** begin DATA FOR PROCESSING **

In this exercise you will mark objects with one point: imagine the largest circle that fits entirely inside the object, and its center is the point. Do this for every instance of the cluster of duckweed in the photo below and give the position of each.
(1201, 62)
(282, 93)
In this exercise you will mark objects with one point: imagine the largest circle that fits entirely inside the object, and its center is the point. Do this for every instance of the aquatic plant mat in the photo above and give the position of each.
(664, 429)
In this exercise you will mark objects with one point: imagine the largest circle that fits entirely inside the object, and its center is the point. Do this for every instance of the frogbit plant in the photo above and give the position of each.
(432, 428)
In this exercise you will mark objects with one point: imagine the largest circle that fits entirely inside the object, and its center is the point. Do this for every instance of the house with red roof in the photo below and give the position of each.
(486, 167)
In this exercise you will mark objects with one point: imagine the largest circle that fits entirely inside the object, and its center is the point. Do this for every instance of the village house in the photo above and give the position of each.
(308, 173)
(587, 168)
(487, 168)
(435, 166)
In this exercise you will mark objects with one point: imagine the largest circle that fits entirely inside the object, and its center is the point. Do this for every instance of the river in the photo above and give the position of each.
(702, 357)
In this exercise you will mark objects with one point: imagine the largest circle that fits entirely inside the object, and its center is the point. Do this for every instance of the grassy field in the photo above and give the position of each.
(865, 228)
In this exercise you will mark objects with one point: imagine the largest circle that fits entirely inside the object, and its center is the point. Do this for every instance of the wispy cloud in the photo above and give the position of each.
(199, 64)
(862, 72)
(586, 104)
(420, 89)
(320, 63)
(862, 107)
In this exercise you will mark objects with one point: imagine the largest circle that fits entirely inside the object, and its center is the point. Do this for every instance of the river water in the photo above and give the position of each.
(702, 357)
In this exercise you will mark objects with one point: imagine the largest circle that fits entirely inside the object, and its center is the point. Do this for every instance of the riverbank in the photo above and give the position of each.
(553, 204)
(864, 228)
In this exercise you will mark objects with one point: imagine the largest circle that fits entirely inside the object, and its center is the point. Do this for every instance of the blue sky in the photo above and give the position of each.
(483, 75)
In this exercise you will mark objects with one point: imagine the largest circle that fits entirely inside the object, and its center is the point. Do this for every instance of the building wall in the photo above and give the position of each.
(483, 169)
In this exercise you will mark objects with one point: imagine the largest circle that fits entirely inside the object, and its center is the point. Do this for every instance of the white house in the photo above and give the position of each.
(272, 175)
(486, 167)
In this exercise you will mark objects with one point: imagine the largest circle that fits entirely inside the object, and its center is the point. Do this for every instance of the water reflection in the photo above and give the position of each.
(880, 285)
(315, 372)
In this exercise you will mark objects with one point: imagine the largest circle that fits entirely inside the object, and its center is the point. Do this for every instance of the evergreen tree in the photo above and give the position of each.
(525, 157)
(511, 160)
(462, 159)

** end DATA FOR PROCESSING **

- [EXERCISE] Transcribe only the trailing portion of the entries above: the line that contains "of the building" and each line after it.

- [RESULT FOR THIS TASK]
In this exercise you will mark objects with one point: imagine the largest circle that fits entirely inside the object, and its center is the point. Do this for every instance of the building wall in the photo above and give the position of each.
(483, 169)
In this exercise you will mark objects with one point: imagine the largest circle that fits entirely inside the object, and its center is the point. Do this for every instance of the white house in the photo above and give the position of each.
(272, 175)
(486, 167)
In this exercise you will mark objects with one point: imagine the largest circle that fits entirely inside the object, and its center is the point. Do this for every instance of the water reflection in the photo above and give the position of each.
(880, 285)
(315, 372)
In this exercise you will mark objects with one point: imagine the largest circle that fits entirely inside the object, and its center is the point. Do this for every instance of the evergreen tree in the photo above and give the position of each.
(525, 157)
(511, 160)
(462, 159)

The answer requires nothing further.